▶ Challenge
Transcribe word for word the lines spanning the line with "point: the wooden plank" through the end of the records.
__________________________________________________
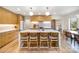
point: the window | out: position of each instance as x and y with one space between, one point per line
73 23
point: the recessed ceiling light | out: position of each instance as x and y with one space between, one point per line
18 9
47 13
31 13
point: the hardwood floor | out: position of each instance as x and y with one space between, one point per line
14 48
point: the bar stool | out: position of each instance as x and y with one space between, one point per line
72 37
44 42
53 40
24 40
33 39
24 36
76 39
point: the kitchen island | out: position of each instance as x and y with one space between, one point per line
39 38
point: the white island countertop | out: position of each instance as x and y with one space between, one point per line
39 30
7 27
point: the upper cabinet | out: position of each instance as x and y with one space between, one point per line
40 18
7 17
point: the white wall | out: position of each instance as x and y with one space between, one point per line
65 23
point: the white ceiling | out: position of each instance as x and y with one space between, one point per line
54 10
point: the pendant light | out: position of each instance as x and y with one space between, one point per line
31 13
47 12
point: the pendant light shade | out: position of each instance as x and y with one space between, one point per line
47 12
31 13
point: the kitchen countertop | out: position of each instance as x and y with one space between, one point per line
7 27
39 30
74 32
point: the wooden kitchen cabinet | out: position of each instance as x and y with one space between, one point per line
7 37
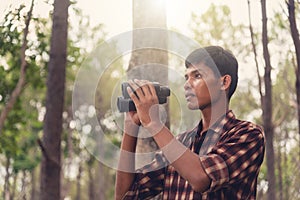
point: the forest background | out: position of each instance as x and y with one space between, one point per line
264 38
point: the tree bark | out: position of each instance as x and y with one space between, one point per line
6 193
149 63
51 143
78 183
267 108
296 40
22 77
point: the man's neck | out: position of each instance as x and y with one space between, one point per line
211 114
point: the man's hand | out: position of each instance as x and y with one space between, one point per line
144 96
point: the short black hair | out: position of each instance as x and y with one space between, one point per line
220 60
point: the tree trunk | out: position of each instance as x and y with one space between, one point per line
267 108
22 77
6 194
285 166
51 143
91 182
296 40
149 63
33 185
279 168
14 186
78 183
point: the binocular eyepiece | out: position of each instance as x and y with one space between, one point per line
125 103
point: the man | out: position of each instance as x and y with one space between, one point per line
219 159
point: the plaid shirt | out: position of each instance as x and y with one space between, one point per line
231 153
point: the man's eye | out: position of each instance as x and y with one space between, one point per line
198 76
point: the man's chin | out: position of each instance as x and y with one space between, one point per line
192 107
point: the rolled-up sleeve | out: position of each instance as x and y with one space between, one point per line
235 158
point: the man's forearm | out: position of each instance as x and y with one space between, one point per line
125 174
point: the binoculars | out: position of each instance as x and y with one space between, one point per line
125 103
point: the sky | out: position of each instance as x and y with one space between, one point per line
116 14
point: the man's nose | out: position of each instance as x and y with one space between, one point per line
187 84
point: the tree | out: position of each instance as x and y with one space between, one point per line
51 143
296 40
149 63
267 107
21 82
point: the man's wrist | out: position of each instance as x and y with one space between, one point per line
154 127
131 128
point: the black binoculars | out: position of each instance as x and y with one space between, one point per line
125 103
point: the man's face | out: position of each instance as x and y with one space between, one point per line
202 88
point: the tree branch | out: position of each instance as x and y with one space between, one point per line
46 154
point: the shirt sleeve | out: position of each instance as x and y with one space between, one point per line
149 180
238 156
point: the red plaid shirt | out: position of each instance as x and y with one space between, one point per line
231 153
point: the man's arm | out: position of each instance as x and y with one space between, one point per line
186 163
125 174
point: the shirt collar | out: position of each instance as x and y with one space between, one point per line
219 125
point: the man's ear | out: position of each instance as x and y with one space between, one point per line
225 82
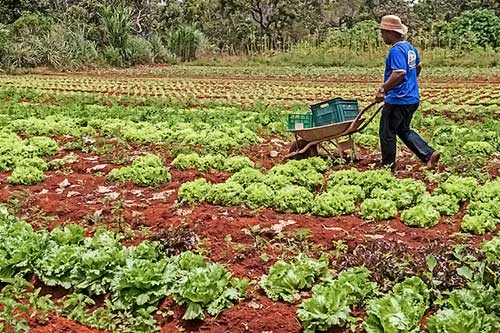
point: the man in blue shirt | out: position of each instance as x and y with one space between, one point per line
401 95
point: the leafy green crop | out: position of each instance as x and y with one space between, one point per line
399 311
247 176
378 209
332 301
204 286
462 188
460 320
471 309
285 280
331 204
20 245
355 191
489 191
491 249
194 192
422 216
405 193
226 194
445 204
147 170
301 173
478 224
259 195
294 199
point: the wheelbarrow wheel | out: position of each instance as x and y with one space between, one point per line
299 145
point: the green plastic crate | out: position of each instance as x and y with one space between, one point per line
334 111
300 121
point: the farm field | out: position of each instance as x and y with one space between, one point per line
159 199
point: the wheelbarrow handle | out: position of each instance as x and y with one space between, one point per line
370 119
372 104
351 129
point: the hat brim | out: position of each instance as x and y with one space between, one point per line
403 29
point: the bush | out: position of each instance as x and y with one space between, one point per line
479 27
139 51
185 41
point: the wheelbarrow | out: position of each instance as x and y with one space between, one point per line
308 140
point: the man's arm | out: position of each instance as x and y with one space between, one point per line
395 79
419 69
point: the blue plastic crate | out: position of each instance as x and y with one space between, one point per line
300 121
334 111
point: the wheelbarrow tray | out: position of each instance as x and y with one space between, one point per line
330 131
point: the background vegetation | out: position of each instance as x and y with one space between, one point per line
70 34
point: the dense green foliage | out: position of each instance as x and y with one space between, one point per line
122 33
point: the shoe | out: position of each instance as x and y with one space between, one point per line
433 160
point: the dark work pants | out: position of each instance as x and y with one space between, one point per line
396 120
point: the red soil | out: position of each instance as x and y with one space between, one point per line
220 229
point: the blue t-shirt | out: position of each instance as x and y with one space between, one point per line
403 57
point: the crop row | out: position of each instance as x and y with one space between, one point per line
249 90
375 195
135 279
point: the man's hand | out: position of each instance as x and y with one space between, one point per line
380 95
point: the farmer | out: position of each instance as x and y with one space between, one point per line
401 96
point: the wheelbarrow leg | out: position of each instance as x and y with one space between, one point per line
301 149
347 145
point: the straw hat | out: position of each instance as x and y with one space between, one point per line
393 23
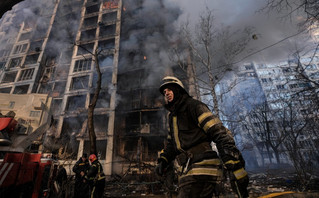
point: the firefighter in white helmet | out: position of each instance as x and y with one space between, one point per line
192 128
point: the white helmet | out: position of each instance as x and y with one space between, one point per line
170 80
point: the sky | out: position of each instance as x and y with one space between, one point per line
269 28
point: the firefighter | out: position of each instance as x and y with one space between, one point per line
192 129
95 177
81 187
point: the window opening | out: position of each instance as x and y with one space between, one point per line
82 65
26 74
79 82
20 48
15 62
23 89
9 77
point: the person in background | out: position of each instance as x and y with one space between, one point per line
192 128
81 187
95 177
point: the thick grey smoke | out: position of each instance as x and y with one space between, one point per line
270 27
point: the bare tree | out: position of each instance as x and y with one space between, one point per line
212 50
308 8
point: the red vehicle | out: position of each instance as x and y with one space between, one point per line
22 174
25 175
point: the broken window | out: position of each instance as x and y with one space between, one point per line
2 65
106 31
42 28
26 74
20 48
22 89
11 104
25 36
59 88
45 88
110 4
90 22
5 90
4 53
92 9
35 46
66 56
70 129
109 17
35 113
103 100
81 82
31 59
85 49
100 147
56 106
105 61
106 79
82 65
15 62
101 124
76 102
88 34
106 45
9 77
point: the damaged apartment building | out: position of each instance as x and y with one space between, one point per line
50 48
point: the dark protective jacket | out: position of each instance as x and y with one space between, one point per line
79 166
95 173
192 128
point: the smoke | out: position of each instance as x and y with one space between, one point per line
147 31
270 28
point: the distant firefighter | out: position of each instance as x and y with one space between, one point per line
192 128
81 187
95 177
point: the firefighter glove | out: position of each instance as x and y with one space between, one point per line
161 166
238 177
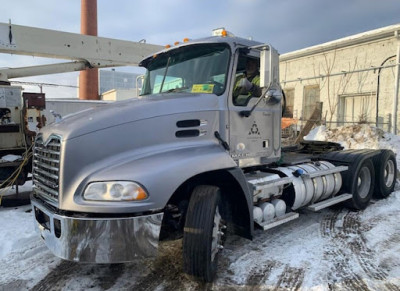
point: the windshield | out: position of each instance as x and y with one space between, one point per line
198 68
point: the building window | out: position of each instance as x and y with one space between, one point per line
289 93
357 108
311 100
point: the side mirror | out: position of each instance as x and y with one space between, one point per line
269 73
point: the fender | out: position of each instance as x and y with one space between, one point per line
159 173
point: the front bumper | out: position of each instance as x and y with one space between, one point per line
97 240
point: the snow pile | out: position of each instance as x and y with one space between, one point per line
360 136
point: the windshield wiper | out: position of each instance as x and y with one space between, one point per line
165 74
176 90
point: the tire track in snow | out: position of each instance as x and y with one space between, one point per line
349 243
290 279
342 275
260 273
106 275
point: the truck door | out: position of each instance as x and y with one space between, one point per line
255 139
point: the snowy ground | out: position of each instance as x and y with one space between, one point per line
331 249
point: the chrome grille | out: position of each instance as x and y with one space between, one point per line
46 167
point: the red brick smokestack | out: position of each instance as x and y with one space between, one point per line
88 79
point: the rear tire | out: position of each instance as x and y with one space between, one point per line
386 171
203 233
362 185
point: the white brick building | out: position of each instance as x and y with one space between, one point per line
348 76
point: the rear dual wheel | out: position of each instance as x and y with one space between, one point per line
386 172
203 233
362 184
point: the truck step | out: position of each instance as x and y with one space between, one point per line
329 202
326 172
279 220
271 183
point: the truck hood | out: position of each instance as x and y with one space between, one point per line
127 111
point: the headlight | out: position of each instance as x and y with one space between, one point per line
114 191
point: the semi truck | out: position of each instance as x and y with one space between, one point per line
189 159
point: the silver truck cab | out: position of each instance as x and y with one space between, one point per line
104 178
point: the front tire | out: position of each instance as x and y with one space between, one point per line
203 233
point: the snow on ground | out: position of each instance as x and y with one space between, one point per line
360 136
332 249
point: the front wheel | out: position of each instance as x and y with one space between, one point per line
203 233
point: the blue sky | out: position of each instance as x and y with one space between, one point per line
287 24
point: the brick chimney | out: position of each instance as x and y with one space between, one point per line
88 79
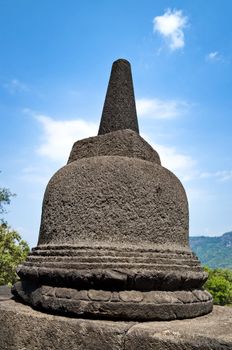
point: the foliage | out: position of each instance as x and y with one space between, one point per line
214 252
13 250
5 195
219 284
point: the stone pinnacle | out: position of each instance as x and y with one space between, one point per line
119 111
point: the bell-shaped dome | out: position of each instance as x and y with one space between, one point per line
113 239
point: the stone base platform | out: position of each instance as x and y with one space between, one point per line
22 328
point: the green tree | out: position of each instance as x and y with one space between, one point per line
219 284
13 250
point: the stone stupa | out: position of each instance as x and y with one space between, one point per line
114 239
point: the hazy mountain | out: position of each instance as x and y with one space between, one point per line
213 251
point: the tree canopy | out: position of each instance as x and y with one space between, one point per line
219 284
13 249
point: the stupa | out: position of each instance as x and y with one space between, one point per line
114 239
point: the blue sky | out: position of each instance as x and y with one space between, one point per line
55 62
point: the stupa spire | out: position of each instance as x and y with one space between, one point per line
119 111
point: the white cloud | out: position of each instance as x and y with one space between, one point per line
161 109
59 136
182 165
38 174
15 86
213 56
170 25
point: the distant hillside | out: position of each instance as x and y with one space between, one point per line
213 251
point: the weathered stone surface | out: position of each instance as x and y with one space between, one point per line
113 239
22 328
114 199
126 143
127 304
5 293
119 111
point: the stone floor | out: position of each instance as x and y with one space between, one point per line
22 328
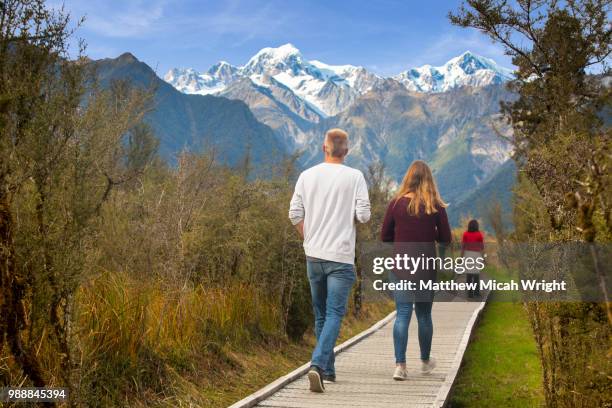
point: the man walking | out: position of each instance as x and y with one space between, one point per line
328 199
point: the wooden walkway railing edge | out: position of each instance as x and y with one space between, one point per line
263 393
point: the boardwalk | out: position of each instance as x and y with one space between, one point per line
365 365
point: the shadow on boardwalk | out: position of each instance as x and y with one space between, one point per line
364 367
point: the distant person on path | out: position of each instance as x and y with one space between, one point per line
415 220
328 200
472 246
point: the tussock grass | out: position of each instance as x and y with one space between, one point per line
139 336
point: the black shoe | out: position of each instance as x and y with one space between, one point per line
329 377
315 378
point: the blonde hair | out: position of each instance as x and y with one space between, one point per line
419 181
336 142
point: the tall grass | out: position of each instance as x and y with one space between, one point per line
136 334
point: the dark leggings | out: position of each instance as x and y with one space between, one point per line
473 278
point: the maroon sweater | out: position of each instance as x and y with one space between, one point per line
415 235
399 226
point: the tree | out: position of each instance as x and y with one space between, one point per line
61 140
562 148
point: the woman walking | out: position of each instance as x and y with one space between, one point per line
415 220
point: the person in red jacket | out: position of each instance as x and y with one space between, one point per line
472 246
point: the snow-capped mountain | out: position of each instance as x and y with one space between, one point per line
467 69
329 89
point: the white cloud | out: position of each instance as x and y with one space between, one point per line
127 19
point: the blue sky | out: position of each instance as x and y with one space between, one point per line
385 36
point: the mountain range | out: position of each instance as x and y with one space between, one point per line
279 101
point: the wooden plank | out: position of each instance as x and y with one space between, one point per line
365 367
271 388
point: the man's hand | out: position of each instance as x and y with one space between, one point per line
300 228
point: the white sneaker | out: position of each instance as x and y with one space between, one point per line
428 366
400 374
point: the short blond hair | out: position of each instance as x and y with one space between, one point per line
336 141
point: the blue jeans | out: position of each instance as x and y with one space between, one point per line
405 301
400 328
330 286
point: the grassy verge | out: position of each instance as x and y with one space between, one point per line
501 366
262 364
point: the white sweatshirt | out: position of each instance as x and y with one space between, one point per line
329 198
__________________________________________________
▶ Written reply
point: the wooden plank | out: position of each instance as x and y with one space between, one point per line
365 367
271 388
point: the man's hand | out: position of each instance as x and y with one space between, one point per line
300 228
point: the white sneaker | out: position of each instance as x and y with one space between, one point per line
428 366
400 374
point: the short blond hair | out: position of each instance as x and y with one space between, one point per line
336 141
point: the blue jeans | out: position of each instance as x and y with one space between, one point per line
405 301
400 328
330 286
point: the grassy verge | out: position of each instance as x and y with one space between, one point per line
501 366
262 364
point: the white sweatshirt | out: position of each instance as x and y with one space between, one point per line
329 198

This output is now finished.